→ **AUFGABE**: Gib aus dem Forenthread zum Treiber virtssd den Abschnitt von „# Virtssd Projekt“ bis „im Forum anhängen?“ wortgetreu wieder.

→ **VORLIEGENDER TEXT**:
_ _ _ _ _
# Virtssd Projekt bitte kompilieren



## msimpr (23. November 2010)

N Abend zusammen

Lieber bingo88 ich habe im Internet ein Projekt namens virtssd gefunden. Der Treiber simuliert eine virtuelle SSD.

Kannst Du mir bitte den Treiber kompilieren und das Ergebnis sprich die INF Datei dann hier im Forum anhängen?

Danke Dir

VirtualSSD | Download VirtualSSD software for free at SourceForge.net


----------



## bingo88 (23. November 2010)

1. Gibt's da nich schon nen Thread zu?
2. Wenn das direkt an mich gerichtet sein soll, schreib mir besser ne PM. Sonst kommt nen Mod und macht die Hütte dicht...
3. Ist das Software im alpha-stadium, d.h. würde ich nur auf nem Testsystem installieren . Das ist vermutlich ein Kernel-Mode Treiber, also ein Fehler und dir reist es das ganze System mit. Kann von BSOD bis Datenverlust reichen 
4. Wenn du Win7 x64 hast, wird ohne Treiberzertifikat sowieso nix installiert (außer man bastelt was dran rum) weil Windows sich querstellt
5. Brauche ich dafür das Windows Driver Kit, das ich nicht auf diesem PC hier installiert habe (und eigentlich auch nicht vor habe, da es ne Menge Zeugs installiert)
6. Der Sinn dieses Tools ist mir nicht ersichtlich. Um ne SSD zu haben, brauchst du halt ne SSD. Flash-Speicher kann ich schon seit Windows ME ohne Treiber nutzen, daher kanns auch das net sein. Ramdisk gibt's ebenfalls wie Sand am Meer  Leider ist die Website zu dem Projekt wenig ergiebig was den konkreten Nutzen anbelangt


----------



## msimpr (23. November 2010)
_ _ _ _ _
→ **ROHE EINTRÄGE**:
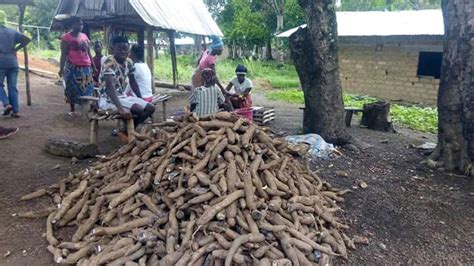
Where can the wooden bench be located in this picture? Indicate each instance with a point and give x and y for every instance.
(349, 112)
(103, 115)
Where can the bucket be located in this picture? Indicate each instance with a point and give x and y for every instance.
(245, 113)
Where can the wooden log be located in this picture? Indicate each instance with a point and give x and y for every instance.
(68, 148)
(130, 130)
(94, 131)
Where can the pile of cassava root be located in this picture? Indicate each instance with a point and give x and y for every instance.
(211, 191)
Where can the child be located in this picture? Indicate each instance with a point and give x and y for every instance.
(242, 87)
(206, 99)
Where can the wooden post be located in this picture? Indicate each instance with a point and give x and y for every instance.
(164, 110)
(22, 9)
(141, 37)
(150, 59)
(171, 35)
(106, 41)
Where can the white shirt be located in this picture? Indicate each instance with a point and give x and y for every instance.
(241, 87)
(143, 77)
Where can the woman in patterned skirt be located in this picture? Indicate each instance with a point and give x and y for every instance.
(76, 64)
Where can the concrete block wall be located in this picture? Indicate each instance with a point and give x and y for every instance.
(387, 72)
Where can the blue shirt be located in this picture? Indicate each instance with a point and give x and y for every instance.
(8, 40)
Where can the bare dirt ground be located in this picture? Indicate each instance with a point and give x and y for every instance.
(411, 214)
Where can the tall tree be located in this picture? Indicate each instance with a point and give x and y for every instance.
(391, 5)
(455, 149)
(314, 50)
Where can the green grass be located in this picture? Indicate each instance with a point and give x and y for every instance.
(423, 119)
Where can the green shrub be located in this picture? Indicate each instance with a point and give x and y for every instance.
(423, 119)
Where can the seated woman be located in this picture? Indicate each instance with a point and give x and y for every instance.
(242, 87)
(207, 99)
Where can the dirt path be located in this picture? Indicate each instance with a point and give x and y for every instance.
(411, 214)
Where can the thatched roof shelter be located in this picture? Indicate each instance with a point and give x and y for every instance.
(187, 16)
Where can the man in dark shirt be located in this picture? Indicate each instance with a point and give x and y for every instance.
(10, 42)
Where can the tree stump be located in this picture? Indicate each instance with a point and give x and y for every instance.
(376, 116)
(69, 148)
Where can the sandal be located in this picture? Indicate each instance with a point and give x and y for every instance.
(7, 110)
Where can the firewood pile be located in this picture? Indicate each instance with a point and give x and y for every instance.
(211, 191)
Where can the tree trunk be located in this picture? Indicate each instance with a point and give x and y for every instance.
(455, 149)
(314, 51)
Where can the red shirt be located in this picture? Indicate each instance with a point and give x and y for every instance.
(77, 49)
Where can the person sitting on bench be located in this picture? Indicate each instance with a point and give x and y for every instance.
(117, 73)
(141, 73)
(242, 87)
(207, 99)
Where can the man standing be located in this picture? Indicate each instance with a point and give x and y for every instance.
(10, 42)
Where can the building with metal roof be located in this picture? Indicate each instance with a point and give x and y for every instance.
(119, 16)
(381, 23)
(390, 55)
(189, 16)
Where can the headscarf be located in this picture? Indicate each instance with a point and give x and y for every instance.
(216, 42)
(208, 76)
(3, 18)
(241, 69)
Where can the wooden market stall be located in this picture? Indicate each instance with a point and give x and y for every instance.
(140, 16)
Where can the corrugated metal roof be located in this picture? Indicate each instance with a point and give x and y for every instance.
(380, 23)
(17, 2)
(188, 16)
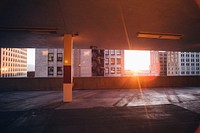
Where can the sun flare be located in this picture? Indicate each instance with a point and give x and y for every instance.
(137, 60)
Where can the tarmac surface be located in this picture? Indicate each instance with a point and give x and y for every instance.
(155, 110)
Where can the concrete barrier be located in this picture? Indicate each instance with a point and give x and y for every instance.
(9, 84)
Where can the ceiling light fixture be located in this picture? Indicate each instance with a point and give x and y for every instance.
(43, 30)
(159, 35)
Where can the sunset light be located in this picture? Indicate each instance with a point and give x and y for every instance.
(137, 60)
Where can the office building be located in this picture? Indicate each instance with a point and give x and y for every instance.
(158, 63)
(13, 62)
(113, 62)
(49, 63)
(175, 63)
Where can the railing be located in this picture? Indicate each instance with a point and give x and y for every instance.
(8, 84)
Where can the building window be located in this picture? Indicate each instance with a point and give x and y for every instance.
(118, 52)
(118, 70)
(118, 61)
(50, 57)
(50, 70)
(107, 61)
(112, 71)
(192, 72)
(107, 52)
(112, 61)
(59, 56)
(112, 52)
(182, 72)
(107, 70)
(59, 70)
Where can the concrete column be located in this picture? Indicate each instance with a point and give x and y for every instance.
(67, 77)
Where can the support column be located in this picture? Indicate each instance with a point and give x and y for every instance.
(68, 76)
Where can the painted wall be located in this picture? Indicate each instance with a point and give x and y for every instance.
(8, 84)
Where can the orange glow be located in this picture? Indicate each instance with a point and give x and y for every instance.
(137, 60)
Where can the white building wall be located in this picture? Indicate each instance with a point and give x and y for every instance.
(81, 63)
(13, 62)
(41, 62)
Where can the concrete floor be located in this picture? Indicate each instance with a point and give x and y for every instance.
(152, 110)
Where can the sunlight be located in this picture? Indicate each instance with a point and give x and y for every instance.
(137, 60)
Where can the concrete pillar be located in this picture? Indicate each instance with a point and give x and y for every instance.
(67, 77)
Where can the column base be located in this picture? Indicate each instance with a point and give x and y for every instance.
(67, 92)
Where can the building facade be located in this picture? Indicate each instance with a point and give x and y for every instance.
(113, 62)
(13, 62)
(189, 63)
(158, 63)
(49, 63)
_ _ _ _ _
→ **ANTWORT**:
# Virtssd Projekt bitte kompilieren



## msimpr (23. November 2010)

N Abend zusammen

Lieber bingo88 ich habe im Internet ein Projekt namens virtssd gefunden. Der Treiber simuliert eine virtuelle SSD.

Kannst Du mir bitte den Treiber kompilieren und das Ergebnis sprich die INF Datei dann hier im Forum anhängen?